• **GOAL**
List every relational database system named as an example in the text about SQL Server and NoSQL scaling.

• **DOCUMENT TEXT**
.....
The best distributed NoSQL solutions like Hadoop really shine in their inherit ability to dynamically scale to as many server machines as the operators can make ready to serve as "Hadoop processor nodes on standby".

SQL Server scaling is based more on server augmenting or "scaling up" (adding RAM, faster SSDs, RAID Arrays, etc.) rather than distributing workloads across dynamic nodes. SQL Server AlwaysOn Availability and its Mirroring and Replication feature are for recoverability and data sharing- not dynamic scaling to handle bigger and bigger workloads.

SQL has been around forever. The fundamental concept behind NoSQL (semi-structured or loosely structured data) has been around since long before SQL relational database technology. Both (along with NoSQL-related graph database paradigm) will continue to serve as viable data storage solution alternatives for many more years into the 21st century.


Relational systems like SQL Server, MySQL and Oracle usually handle structured side; NoSQL vendors are after the other 90%


In fact, SQL Server 2019's Polybase extension supports Hadoop Clusters, MongoDB and Terradata T-SQL query integration. A new feature called SQL Server Big Data Clusters helps make distributed NoSQL nodes manageable within SSMS environment.

Mongo, Hadoop and other NoSQL database servers have SQL server integration to support relational data sources.
.....
• **DATA RECORDS**
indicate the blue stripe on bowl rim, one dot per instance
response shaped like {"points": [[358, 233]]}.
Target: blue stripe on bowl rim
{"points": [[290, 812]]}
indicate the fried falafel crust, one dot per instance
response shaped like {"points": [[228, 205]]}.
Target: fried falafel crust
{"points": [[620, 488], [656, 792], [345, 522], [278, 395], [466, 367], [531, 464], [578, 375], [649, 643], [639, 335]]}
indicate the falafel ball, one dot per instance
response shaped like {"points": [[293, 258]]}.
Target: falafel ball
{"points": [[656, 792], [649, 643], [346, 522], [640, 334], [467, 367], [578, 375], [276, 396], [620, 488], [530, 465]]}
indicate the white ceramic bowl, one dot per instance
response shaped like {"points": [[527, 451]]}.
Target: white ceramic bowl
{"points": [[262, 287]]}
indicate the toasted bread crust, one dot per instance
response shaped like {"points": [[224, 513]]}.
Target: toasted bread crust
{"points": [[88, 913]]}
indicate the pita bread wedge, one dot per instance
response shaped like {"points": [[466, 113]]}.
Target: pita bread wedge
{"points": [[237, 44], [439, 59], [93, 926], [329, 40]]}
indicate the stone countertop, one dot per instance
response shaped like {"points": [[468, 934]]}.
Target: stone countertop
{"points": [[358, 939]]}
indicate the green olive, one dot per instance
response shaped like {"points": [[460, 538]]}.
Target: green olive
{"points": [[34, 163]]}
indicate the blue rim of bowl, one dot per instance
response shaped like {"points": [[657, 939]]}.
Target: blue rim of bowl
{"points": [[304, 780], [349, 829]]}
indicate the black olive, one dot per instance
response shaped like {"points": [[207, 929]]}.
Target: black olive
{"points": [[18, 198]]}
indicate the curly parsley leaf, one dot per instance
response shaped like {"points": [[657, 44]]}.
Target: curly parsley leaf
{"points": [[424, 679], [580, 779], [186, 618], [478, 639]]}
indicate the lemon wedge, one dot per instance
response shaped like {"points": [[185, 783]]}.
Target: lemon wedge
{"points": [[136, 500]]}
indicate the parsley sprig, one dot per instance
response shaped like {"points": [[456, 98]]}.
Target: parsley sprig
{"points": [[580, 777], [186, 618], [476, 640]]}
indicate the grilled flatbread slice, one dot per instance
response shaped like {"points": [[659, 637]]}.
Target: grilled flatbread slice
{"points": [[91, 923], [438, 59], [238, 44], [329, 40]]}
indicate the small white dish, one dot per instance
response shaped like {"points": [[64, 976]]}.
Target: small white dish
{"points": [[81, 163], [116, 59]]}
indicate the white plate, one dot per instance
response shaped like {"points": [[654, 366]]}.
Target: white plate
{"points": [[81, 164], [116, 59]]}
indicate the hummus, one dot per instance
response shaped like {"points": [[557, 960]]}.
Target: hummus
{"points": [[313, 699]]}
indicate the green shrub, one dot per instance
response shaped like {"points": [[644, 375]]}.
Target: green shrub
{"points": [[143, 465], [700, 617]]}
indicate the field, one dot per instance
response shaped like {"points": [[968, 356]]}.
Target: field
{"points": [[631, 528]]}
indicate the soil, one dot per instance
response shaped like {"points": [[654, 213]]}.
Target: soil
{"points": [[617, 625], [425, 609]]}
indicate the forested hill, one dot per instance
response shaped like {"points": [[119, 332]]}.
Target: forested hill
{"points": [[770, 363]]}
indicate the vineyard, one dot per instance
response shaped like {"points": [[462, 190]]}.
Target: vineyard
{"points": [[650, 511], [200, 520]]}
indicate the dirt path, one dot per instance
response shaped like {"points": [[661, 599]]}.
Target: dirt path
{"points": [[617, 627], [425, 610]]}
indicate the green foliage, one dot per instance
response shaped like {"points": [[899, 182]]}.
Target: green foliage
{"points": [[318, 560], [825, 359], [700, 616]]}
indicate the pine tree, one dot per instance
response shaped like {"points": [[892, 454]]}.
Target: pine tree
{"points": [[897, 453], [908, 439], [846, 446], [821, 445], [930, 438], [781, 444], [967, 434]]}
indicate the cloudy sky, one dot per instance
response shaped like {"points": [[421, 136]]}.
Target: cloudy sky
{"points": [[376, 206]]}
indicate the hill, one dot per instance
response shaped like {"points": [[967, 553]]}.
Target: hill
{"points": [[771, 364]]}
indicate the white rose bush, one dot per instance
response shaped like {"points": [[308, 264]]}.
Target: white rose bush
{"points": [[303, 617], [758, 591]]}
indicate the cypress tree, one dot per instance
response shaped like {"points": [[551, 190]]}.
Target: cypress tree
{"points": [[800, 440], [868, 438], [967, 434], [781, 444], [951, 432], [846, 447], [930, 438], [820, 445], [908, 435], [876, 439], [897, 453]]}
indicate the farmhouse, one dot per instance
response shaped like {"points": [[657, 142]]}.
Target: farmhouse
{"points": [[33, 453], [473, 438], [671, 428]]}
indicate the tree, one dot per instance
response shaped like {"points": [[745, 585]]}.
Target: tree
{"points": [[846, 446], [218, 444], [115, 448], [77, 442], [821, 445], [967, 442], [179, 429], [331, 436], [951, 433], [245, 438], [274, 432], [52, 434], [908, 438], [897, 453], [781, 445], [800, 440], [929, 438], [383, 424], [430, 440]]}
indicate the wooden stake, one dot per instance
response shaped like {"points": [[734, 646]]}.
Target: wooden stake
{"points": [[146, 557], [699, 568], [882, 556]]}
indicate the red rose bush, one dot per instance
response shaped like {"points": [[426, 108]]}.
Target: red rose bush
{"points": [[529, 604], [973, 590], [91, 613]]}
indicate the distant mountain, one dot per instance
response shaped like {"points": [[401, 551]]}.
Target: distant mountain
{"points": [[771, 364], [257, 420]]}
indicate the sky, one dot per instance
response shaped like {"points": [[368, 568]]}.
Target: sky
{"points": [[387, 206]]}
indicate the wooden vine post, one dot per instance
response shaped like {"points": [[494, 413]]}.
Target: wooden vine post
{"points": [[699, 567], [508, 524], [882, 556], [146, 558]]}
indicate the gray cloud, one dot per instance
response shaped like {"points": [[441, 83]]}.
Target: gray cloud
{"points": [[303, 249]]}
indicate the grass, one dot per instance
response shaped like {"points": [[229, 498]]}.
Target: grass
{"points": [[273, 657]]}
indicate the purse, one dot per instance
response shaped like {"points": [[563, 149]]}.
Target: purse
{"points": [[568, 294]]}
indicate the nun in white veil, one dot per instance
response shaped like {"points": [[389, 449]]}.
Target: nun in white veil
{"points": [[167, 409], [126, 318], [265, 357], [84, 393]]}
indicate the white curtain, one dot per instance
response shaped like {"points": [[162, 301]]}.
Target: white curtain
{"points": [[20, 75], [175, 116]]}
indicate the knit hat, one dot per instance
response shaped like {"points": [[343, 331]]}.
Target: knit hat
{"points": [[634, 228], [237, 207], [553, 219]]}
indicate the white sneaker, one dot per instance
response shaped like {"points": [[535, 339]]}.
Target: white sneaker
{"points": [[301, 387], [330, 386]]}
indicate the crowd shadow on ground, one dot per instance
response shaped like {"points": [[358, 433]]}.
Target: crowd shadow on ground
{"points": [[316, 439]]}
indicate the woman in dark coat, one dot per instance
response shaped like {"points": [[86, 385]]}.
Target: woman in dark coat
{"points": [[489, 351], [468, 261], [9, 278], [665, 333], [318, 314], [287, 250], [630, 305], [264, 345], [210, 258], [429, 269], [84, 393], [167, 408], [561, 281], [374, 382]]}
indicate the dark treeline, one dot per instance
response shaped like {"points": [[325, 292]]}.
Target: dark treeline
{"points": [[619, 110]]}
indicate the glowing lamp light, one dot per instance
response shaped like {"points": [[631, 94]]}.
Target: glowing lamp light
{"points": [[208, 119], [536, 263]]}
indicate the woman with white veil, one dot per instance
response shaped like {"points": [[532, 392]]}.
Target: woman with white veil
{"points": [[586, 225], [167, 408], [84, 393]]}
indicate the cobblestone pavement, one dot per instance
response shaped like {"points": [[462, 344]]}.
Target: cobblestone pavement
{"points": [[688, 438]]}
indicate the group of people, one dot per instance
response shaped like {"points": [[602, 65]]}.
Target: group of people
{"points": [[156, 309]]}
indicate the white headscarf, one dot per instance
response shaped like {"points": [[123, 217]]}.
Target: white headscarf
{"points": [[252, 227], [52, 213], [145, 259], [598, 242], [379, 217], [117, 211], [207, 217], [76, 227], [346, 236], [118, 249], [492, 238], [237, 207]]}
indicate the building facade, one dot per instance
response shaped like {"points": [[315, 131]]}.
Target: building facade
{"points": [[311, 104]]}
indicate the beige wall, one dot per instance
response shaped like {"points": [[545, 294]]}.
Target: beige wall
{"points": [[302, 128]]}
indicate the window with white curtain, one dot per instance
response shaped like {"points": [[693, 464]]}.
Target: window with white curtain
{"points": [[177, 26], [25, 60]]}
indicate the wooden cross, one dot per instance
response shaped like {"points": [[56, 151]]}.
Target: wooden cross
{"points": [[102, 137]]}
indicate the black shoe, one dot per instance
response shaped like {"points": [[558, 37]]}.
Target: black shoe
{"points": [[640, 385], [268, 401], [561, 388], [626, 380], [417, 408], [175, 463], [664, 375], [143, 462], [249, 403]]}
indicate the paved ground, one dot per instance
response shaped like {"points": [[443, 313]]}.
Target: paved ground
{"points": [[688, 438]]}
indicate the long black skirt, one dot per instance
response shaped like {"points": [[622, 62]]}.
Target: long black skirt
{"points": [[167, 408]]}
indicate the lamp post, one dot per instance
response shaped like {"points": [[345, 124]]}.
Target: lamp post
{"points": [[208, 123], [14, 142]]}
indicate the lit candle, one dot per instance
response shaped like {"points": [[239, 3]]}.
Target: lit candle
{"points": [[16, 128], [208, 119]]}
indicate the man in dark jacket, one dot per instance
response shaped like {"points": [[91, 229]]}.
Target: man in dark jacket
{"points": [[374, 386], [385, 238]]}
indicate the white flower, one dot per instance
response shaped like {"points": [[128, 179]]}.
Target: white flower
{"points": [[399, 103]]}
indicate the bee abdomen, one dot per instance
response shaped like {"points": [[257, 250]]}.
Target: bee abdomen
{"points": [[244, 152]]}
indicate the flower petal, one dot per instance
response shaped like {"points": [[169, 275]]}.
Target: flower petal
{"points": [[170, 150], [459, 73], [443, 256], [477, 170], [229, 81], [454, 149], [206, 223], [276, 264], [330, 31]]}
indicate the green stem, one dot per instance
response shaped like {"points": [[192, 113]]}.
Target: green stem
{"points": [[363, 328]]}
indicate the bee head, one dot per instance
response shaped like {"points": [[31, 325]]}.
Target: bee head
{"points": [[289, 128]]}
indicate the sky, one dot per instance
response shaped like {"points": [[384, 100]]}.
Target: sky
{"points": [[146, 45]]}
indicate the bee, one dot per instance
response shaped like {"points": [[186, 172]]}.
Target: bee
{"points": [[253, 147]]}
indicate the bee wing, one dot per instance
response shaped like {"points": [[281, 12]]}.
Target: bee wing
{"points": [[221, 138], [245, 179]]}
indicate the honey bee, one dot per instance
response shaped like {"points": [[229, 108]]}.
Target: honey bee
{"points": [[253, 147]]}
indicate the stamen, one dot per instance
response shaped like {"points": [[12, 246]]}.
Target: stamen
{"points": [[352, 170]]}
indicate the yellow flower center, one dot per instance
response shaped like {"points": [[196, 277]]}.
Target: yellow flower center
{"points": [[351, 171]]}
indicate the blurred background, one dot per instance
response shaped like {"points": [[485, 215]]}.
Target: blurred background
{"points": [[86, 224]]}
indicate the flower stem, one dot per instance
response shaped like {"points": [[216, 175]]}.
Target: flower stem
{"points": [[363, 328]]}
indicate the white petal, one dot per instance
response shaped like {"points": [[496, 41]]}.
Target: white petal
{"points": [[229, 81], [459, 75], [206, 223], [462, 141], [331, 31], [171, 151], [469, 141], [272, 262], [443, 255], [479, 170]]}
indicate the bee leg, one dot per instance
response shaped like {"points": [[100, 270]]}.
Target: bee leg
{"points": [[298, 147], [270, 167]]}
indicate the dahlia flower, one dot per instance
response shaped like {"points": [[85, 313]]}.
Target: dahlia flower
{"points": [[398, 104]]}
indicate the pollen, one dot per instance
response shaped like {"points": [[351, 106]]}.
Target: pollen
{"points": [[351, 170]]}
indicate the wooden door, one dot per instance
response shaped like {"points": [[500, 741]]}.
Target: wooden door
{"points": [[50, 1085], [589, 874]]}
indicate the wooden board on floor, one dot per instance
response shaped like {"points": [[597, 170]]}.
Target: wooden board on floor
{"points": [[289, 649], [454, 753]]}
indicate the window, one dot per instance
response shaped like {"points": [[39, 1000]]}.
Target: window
.....
• **SOLVED EXERCISE**
SQL Server, MySQL, Oracle